| Direction |
Leave out every picture, and return exactly the lines from the line containing "[mark] snow-covered mountain" through the end of the records below, both inclusive.

═══

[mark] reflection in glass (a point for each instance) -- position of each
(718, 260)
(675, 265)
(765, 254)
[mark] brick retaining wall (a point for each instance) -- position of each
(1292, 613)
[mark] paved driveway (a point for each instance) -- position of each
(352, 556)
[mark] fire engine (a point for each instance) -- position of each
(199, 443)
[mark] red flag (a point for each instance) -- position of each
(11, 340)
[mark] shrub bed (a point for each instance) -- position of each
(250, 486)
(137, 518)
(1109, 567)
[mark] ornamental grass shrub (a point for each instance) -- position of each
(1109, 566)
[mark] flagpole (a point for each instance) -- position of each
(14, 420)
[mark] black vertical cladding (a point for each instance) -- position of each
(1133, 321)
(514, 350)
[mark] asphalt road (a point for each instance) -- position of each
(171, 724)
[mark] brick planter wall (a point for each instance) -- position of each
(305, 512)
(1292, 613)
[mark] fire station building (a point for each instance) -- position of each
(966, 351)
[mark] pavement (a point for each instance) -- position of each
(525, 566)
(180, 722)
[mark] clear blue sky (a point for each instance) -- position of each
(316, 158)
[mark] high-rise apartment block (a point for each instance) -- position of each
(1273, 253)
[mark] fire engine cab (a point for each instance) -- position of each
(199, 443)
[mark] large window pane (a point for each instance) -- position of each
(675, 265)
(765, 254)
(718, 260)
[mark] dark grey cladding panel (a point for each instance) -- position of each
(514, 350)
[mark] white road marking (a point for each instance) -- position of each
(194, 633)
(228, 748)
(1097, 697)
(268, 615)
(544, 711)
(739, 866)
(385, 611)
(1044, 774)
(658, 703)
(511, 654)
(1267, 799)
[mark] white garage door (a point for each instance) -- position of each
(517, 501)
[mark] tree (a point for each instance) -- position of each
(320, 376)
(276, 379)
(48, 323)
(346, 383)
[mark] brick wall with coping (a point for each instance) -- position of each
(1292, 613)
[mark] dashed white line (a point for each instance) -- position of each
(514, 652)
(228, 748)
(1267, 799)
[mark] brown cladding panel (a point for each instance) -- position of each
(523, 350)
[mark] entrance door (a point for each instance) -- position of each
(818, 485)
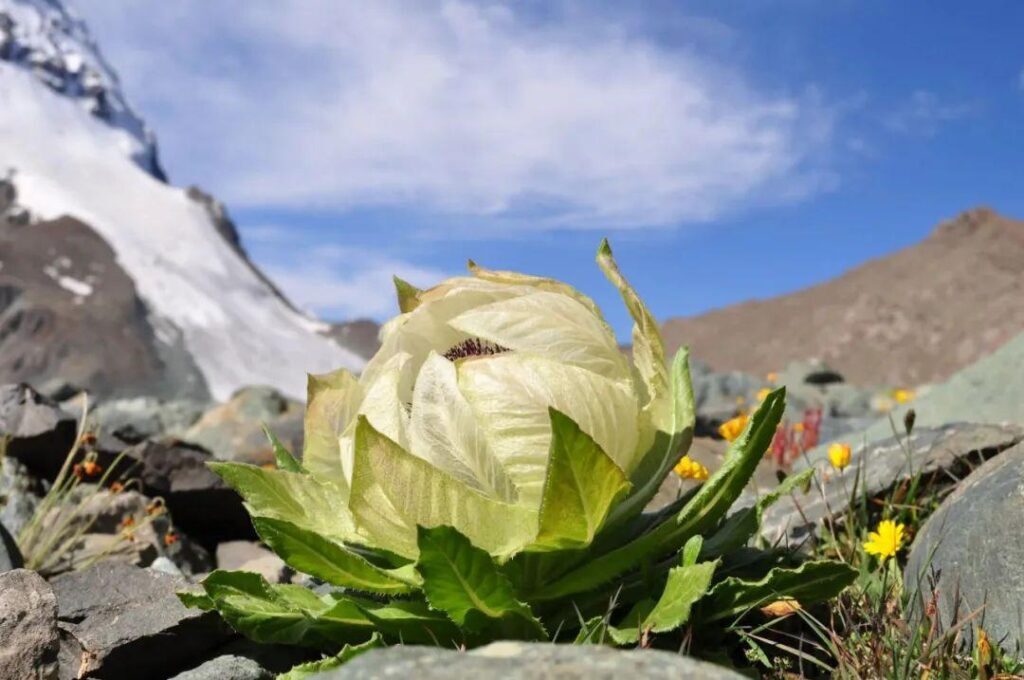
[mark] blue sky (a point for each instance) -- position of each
(729, 151)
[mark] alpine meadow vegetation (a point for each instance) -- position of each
(487, 476)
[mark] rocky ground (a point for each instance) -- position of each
(97, 598)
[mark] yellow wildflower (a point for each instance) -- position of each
(887, 541)
(839, 455)
(731, 429)
(902, 395)
(782, 607)
(687, 468)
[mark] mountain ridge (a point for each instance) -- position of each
(912, 316)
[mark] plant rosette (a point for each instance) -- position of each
(486, 475)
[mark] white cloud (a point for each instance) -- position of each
(342, 283)
(924, 113)
(455, 108)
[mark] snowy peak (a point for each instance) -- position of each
(50, 42)
(91, 237)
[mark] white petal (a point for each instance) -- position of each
(332, 400)
(511, 394)
(443, 431)
(549, 325)
(384, 408)
(426, 329)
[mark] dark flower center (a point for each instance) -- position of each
(474, 347)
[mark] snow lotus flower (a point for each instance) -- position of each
(452, 421)
(486, 476)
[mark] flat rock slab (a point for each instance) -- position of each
(227, 667)
(882, 464)
(40, 434)
(119, 621)
(971, 551)
(29, 640)
(516, 661)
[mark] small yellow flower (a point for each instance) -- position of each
(731, 429)
(782, 607)
(984, 648)
(687, 468)
(839, 455)
(887, 541)
(902, 395)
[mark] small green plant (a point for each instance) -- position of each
(83, 490)
(879, 627)
(486, 478)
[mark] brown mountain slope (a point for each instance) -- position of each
(910, 317)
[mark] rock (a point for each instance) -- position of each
(122, 622)
(133, 420)
(20, 494)
(883, 464)
(40, 434)
(991, 390)
(202, 505)
(249, 556)
(10, 556)
(227, 667)
(29, 640)
(971, 552)
(812, 372)
(233, 430)
(518, 661)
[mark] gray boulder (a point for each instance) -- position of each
(119, 621)
(227, 667)
(882, 465)
(203, 506)
(518, 661)
(133, 420)
(972, 553)
(235, 430)
(29, 640)
(40, 434)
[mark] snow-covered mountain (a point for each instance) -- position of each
(82, 168)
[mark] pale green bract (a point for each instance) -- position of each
(486, 477)
(450, 423)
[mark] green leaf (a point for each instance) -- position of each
(347, 653)
(195, 600)
(701, 512)
(685, 586)
(739, 527)
(463, 581)
(393, 491)
(668, 447)
(648, 348)
(310, 553)
(808, 584)
(581, 486)
(409, 295)
(288, 614)
(285, 459)
(303, 500)
(414, 622)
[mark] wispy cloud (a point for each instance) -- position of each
(334, 282)
(472, 109)
(924, 113)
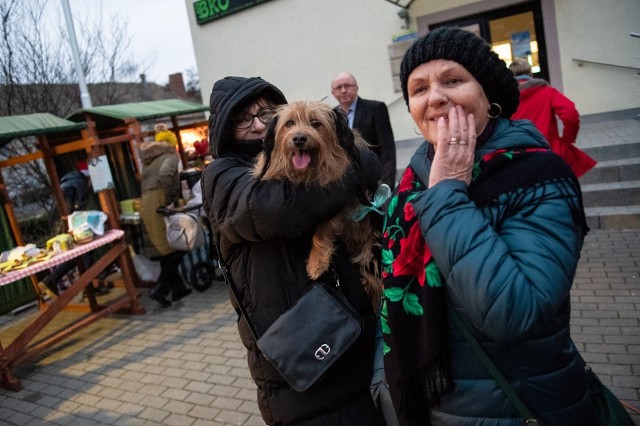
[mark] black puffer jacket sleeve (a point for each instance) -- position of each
(247, 209)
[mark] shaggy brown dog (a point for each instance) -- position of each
(310, 143)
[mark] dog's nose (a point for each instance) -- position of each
(299, 139)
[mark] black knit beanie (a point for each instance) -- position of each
(473, 53)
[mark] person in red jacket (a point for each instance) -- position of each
(544, 105)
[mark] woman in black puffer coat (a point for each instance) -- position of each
(264, 230)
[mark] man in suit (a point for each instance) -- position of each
(371, 119)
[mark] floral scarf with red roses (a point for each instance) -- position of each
(413, 314)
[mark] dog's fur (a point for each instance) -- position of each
(310, 143)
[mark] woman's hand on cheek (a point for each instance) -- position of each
(455, 149)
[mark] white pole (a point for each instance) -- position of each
(85, 98)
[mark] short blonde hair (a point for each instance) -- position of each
(520, 66)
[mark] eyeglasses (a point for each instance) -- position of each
(245, 120)
(343, 86)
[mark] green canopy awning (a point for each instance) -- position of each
(112, 115)
(16, 126)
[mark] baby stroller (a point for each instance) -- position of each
(187, 230)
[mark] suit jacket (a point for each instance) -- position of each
(372, 121)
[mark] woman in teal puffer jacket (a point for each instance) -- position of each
(487, 221)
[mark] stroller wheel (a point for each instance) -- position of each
(202, 275)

═══

| Correct answer |
[mark] snow-covered mountain (a point for each instance) -- position of each
(82, 168)
[mark] pale green bract (a point for each instance) -- position of each
(486, 477)
(450, 423)
[mark] green leaf (a point for each instance) -- position of each
(347, 653)
(195, 600)
(701, 512)
(685, 586)
(739, 527)
(463, 581)
(393, 491)
(668, 447)
(648, 348)
(310, 553)
(808, 584)
(581, 486)
(409, 295)
(288, 614)
(285, 459)
(303, 500)
(414, 622)
[mark] wispy cloud (a point for each instance) -- position of each
(334, 282)
(472, 109)
(924, 113)
[mark] black puffer jacket sleeve (a point for each instance) -- position of each
(247, 209)
[mark] shaggy brown dog (a point for each instance) -- position of each
(310, 143)
[mark] dog's nose (a point for each instance) -- position of each
(299, 139)
[mark] black knit beanie (a point for each instance) -- position of each
(473, 53)
[mark] person in red jacket (a point for each instance) -- position of each
(544, 105)
[mark] woman in black puffer coat (a point for each instance) -- position of each
(264, 230)
[mark] man in suit (a point for each instance) -- position of each
(371, 119)
[mark] floral scarf with red roses (a point for each instance) -- position of each
(413, 314)
[mark] dog's fur (a point for each instance) -- position of each
(310, 143)
[mark] woman's hand on cheek (a point for each instance) -- position of each
(455, 149)
[mark] white pole (a point for each instance) -- position of each
(85, 98)
[mark] short blonde hair (a point for each instance) -- position of each
(520, 66)
[mark] eyeglasses (a point for each instance) -- position of each
(245, 120)
(343, 86)
[mark] green canopy awning (a point for each instance) -- position of each
(112, 115)
(16, 126)
[mark] baby stroller (a point for each instance) -- position of each
(187, 230)
[mark] suit jacket (a point for each instance) -- position of each
(372, 121)
[mark] woman in teal puffer jacket (a point for each instance) -- position of each
(487, 221)
[mark] stroller wheel (a point for each instance) -- position of each
(202, 275)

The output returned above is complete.